(Items listed in a dataset)

****************************************

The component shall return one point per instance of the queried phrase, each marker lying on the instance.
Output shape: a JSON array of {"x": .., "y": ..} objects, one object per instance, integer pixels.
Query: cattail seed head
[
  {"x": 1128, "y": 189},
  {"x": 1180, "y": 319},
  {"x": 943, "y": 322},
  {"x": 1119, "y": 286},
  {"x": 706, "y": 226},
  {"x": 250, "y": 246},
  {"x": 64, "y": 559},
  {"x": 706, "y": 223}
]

****************************************

**EXERCISE INSTRUCTIONS**. Retype every line of the items above without changing a single character.

**RIGHT ANSWER**.
The component shall return one point per instance of the queried phrase, each marker lying on the instance.
Output shape: a JSON array of {"x": .., "y": ..} objects, one object per instance, integer pixels.
Query: cattail seed head
[
  {"x": 1128, "y": 189},
  {"x": 1180, "y": 319},
  {"x": 943, "y": 322},
  {"x": 1119, "y": 286},
  {"x": 706, "y": 226},
  {"x": 250, "y": 246},
  {"x": 64, "y": 559},
  {"x": 706, "y": 223}
]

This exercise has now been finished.